Aim of the task |
Count the lines in the listing below that contain the word "every". Reply with the number only.

Stored items from a collection:
# # # #
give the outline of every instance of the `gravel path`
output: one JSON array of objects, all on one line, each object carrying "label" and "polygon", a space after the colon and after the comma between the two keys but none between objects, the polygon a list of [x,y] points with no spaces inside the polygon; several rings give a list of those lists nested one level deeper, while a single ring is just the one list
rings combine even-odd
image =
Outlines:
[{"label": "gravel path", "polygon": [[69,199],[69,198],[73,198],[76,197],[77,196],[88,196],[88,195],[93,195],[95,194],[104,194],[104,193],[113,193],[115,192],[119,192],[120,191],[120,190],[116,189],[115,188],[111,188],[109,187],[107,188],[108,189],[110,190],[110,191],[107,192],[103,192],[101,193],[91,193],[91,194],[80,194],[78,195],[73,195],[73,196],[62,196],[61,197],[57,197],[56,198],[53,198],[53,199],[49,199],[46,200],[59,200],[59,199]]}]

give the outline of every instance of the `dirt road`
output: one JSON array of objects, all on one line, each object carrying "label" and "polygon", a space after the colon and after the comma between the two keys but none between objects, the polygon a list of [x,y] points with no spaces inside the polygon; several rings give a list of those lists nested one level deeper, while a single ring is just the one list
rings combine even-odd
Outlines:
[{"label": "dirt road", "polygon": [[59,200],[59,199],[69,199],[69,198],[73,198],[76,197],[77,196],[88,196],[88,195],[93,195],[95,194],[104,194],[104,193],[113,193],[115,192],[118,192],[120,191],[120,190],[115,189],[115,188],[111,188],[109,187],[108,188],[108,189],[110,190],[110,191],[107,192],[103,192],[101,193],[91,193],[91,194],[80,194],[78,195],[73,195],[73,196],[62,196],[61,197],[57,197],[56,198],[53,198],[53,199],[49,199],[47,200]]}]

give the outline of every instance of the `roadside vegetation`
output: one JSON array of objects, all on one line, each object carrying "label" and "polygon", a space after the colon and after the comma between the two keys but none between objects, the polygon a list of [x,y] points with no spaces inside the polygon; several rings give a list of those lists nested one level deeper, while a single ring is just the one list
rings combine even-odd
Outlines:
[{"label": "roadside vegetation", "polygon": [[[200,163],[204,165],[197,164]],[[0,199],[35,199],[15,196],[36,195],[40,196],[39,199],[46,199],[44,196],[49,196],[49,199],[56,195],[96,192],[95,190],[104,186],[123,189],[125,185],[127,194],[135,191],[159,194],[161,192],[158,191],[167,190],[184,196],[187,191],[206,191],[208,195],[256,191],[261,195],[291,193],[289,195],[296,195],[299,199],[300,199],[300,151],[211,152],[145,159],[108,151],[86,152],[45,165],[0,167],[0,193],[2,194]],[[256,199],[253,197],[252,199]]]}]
# # # #
Task solution |
3